--- Provided information ---

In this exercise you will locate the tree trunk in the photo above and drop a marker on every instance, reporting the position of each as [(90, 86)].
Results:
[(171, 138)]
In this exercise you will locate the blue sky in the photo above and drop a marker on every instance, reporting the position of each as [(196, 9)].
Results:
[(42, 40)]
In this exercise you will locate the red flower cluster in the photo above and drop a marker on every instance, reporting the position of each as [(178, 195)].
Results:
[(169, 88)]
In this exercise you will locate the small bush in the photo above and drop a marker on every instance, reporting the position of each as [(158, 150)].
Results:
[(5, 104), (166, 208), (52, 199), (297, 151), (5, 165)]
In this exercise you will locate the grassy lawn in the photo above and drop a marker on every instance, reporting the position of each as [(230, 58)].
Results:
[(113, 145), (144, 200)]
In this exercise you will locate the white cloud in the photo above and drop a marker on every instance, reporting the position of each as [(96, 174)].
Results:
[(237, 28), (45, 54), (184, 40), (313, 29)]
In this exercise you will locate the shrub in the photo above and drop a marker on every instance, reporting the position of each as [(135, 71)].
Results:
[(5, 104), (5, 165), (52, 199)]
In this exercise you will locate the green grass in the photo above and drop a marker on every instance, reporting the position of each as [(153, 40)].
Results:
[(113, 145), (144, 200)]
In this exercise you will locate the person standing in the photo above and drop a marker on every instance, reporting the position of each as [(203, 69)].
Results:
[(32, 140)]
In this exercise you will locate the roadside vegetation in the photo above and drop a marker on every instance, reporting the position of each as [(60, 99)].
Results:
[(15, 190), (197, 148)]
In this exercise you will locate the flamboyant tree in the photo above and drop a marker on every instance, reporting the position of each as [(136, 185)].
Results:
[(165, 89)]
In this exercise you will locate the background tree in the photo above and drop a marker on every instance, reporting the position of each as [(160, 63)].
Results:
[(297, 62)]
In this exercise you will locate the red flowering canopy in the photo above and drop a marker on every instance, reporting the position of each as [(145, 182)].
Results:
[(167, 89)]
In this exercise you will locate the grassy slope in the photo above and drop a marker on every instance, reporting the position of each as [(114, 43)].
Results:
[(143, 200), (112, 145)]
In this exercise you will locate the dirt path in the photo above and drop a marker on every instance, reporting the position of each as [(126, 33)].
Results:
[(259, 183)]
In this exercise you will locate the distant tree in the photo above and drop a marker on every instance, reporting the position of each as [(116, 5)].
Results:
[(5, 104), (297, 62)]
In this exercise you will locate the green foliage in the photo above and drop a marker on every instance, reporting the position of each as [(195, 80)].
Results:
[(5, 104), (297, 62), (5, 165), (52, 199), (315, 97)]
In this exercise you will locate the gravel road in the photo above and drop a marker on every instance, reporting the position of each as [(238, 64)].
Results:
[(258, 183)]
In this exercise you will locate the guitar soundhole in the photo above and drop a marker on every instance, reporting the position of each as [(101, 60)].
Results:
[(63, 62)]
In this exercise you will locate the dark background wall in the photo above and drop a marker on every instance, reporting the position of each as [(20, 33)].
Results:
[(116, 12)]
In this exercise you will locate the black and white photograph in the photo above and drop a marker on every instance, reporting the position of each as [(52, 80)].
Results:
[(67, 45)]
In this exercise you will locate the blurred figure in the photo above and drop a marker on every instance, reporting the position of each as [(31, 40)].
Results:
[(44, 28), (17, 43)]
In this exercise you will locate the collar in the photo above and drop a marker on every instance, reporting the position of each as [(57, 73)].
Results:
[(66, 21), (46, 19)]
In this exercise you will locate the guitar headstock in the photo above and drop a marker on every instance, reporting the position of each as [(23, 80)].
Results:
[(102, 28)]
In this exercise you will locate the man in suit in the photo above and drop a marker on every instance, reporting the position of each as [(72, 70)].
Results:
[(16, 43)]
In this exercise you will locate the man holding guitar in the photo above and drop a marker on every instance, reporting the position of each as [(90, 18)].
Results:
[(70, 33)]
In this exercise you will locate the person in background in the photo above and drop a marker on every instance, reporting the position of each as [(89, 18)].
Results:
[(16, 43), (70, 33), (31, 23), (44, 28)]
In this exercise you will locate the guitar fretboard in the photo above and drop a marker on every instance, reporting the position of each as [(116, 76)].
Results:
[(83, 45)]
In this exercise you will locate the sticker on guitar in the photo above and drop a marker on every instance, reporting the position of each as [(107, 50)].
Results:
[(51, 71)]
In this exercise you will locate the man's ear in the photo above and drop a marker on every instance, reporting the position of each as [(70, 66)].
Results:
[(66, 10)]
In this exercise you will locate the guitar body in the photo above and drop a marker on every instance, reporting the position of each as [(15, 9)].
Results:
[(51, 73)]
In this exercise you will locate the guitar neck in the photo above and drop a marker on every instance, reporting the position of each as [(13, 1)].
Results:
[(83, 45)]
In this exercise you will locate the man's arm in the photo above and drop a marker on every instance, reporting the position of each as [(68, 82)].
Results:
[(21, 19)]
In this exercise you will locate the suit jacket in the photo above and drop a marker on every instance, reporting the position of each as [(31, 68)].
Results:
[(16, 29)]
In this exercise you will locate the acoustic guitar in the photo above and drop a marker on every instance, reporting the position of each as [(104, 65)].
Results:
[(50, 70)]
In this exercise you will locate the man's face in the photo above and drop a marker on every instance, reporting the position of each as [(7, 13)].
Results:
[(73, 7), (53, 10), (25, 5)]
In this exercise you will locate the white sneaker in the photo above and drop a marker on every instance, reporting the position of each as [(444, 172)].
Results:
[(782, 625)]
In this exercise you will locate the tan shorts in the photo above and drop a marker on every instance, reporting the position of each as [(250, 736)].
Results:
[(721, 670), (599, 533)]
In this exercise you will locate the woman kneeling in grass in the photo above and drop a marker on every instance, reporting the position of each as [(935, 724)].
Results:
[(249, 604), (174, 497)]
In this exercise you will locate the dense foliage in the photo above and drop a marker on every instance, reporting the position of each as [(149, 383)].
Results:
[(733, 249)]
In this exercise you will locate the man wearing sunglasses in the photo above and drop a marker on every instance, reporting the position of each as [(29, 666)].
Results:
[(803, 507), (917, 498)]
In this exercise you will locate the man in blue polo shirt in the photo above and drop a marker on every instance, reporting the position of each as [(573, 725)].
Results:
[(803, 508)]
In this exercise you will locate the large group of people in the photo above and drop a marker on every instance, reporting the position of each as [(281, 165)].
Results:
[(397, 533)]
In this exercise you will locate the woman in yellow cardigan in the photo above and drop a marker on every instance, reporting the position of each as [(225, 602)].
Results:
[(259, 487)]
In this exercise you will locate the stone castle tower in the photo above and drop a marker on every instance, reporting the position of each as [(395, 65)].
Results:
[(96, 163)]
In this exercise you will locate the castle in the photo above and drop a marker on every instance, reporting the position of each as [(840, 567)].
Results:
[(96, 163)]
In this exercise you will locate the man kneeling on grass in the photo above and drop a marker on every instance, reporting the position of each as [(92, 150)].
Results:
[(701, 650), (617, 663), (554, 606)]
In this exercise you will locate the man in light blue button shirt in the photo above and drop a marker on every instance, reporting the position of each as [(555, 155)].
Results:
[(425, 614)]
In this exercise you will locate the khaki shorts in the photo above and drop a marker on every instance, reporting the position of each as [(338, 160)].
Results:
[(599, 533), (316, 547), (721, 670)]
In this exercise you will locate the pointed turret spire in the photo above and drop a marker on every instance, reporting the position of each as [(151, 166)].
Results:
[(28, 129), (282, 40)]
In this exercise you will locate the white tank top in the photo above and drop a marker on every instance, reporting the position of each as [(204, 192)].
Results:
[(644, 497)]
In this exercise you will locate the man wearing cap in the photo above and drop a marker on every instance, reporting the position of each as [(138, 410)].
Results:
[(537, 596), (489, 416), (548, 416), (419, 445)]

---

Among the entries, find every line holding "background" and return it.

▶ Exercise response:
In this exercise you will locate the background tree in the photo above and drop a marker on every instance, reporting the position of each as [(160, 63)].
In this exercise you will locate the dark background wall in the photo above and drop a marker on every instance, reporting the position of each as [(20, 33)].
In this exercise you will locate the person in background in the photo above and drop a marker on every instance, reporting the position of each as [(89, 18)].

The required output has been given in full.